___ Material for this task

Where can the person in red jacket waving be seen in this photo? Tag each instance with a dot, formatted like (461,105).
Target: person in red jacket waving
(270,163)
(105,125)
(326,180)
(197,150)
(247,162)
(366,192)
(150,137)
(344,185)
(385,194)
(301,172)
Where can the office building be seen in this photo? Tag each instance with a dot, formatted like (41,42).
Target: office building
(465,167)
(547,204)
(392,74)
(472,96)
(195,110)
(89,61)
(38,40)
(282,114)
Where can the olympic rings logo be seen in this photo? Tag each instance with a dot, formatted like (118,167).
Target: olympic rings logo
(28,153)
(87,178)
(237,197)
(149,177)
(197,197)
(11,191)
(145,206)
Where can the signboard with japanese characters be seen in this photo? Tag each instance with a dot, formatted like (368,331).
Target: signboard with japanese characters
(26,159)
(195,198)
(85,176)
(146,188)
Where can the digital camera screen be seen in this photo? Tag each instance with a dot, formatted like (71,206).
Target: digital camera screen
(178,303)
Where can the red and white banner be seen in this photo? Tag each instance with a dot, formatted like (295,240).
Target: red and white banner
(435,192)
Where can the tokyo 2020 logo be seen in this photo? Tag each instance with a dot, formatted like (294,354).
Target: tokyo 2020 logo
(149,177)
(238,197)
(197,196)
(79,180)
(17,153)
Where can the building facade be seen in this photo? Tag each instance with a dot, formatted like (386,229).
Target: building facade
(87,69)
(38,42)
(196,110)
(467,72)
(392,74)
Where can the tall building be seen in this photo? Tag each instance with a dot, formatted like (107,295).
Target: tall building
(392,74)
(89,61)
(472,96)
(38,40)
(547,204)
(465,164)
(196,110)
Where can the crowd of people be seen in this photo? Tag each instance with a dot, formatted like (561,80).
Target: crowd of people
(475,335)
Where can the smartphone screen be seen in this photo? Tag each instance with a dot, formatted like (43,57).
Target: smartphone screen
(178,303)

______

Written instruction = Reproduce all of the records above word for word, keeping every line in its original order.

Written response =
Where can the person in red jacket waving be seen in this photo? Tag each instance with a dot, formatted like (461,105).
Target: person in red jacket waving
(270,163)
(105,125)
(326,180)
(197,150)
(247,162)
(366,192)
(150,137)
(344,185)
(385,194)
(301,172)
Where can the office building be seen in this photo? Tag each instance with a dot, formatted like (41,42).
Target: office building
(465,167)
(547,204)
(392,74)
(472,96)
(195,110)
(89,61)
(38,40)
(282,114)
Where can the olympic rings logo be seen in this photo? Tag each instance with a dot, formatted like (118,167).
Target: olympic rings logo
(28,153)
(87,178)
(237,197)
(149,177)
(197,197)
(11,191)
(145,206)
Where can the signboard with japanese characters be seen in this photo? Tag each instance with a dot, formatted like (368,331).
Target: signboard with japanese characters
(26,159)
(195,198)
(85,176)
(146,188)
Where can the digital camera screen be seen in this photo? Tag each instance with a dot, formatted like (71,206).
Target: digital camera screen
(178,303)
Where can the red and white banner be seen in this photo? Tag each instance with a dot, formatted like (295,240).
Target: red and white banner
(435,192)
Where can the tokyo 2020 logo be seen in this photo? Tag each instance with a dot, formatted like (294,354).
Target: tokyo 2020 logo
(149,177)
(238,197)
(197,196)
(79,180)
(17,153)
Where can the building facade be seen in this photo? Tag each instance with a dot, formatted like (386,229).
Target: building facade
(87,69)
(38,42)
(196,110)
(467,72)
(392,74)
Where can the tall building be seen in this photo? Tag each instance with a dot, formatted like (107,295).
Target: tall building
(392,74)
(89,61)
(472,96)
(38,40)
(547,204)
(465,164)
(196,110)
Where can the crowd of people be seen in this photo? Tag each instance with a dot, formatted like (561,80).
Target: crowd of people
(475,335)
Where can the smartphone screen be seen in this photo? Tag each instance with a dot, formatted like (43,57).
Target: smartphone screen
(178,303)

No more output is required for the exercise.